[Given information]
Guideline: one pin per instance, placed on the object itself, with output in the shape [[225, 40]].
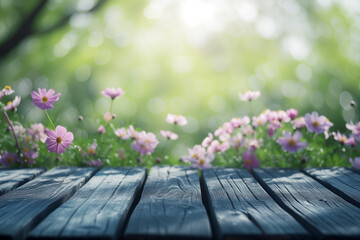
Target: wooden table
[[179, 203]]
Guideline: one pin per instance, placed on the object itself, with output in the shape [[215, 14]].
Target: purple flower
[[299, 122], [355, 162], [292, 113], [43, 99], [169, 135], [250, 160], [7, 90], [145, 143], [216, 146], [176, 119], [112, 92], [249, 95], [291, 143], [238, 122], [316, 123], [101, 129], [9, 158], [13, 105], [195, 153], [122, 133], [203, 162], [92, 148], [339, 137], [207, 140], [59, 139]]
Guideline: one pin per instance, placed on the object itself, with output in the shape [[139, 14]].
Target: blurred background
[[189, 57]]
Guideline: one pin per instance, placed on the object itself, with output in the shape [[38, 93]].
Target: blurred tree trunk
[[26, 29]]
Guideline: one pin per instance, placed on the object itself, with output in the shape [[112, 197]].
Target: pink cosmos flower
[[292, 113], [9, 158], [207, 140], [291, 143], [59, 139], [112, 92], [249, 95], [169, 135], [101, 129], [238, 122], [176, 119], [248, 130], [316, 123], [195, 154], [94, 163], [7, 90], [13, 105], [29, 156], [122, 133], [355, 162], [250, 160], [204, 161], [260, 120], [216, 146], [350, 141], [254, 144], [283, 116], [355, 128], [132, 132], [43, 99], [299, 122], [339, 137], [37, 132], [108, 117], [92, 148], [237, 141], [145, 143]]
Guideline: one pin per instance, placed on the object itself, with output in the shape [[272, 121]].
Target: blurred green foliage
[[189, 57]]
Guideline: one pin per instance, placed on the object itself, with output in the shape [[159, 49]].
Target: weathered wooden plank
[[24, 207], [341, 181], [240, 208], [13, 178], [98, 210], [321, 211], [170, 207]]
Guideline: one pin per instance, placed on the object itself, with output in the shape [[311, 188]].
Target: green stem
[[52, 124]]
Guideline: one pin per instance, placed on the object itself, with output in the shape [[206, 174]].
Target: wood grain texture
[[240, 208], [341, 181], [24, 207], [321, 211], [170, 207], [98, 210], [13, 178]]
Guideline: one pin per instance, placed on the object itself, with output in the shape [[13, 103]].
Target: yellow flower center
[[316, 123], [292, 142], [201, 162]]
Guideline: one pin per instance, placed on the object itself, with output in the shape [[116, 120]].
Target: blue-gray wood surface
[[321, 211], [24, 207], [341, 181], [170, 207], [13, 178], [98, 210], [241, 208]]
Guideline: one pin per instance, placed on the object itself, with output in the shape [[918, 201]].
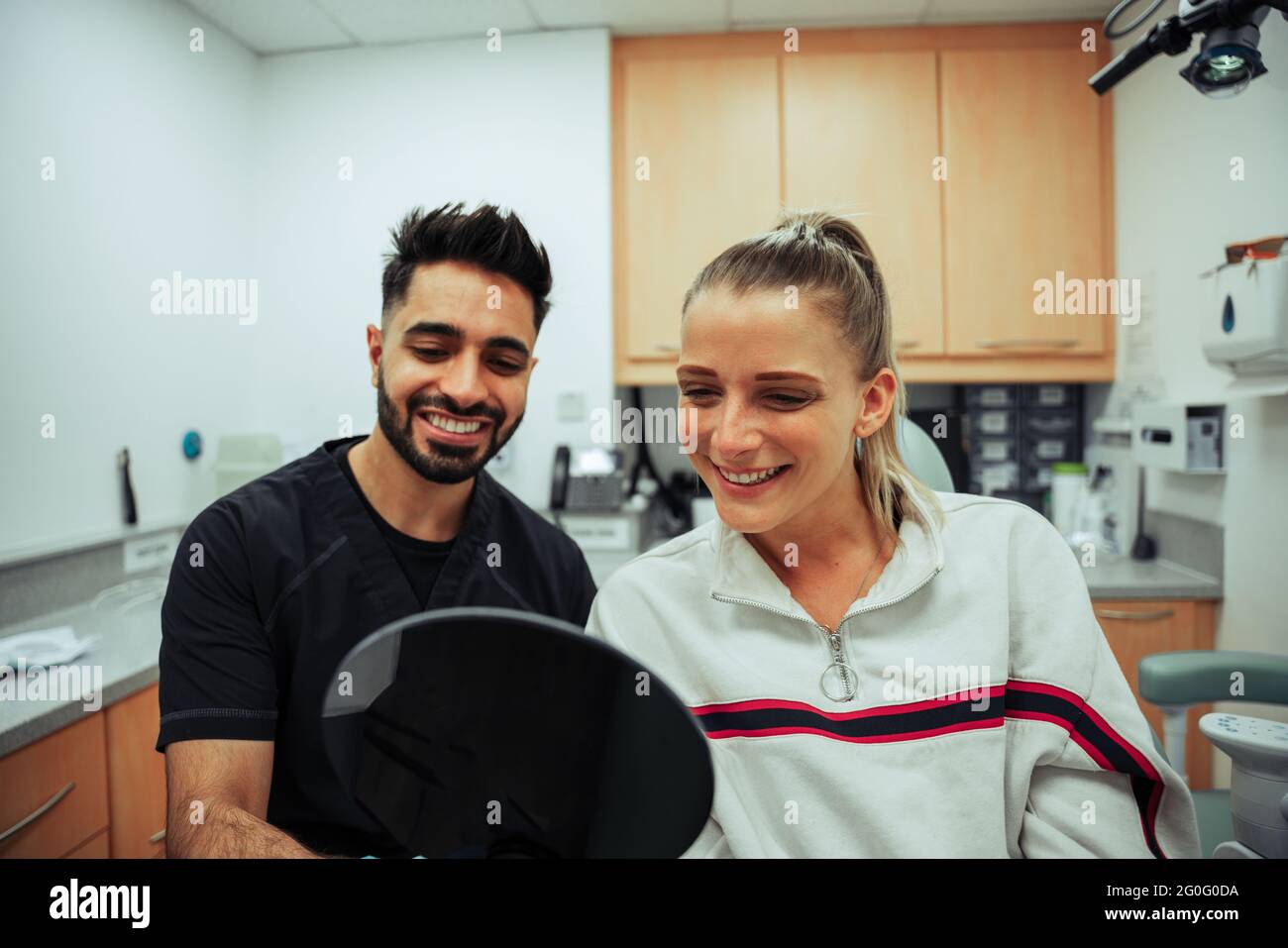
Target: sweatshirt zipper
[[832, 639]]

[To be done] Put the stretch of the records above, from the line containing "shape [[311, 188]]." through the line containing "210], [13, 178]]", into a Markdown table with the columns Row and Line. Number each line in Row, and leave out any blank lines.

[Exercise response]
| Row | Line |
|---|---|
| 1 | Guideline: one pin per instance, placed on the object itself, with output in the shape [[311, 188]]. |
| 2 | Target: green stem |
| 3 | [[52, 124]] |
| 4 | Guideline: one pin per instance, placed on the object itself, with output in the shape [[206, 174]]. |
| 5 | Target: wood grain texture |
| 6 | [[240, 208], [341, 181], [24, 207], [321, 211], [170, 207], [98, 210], [13, 178]] |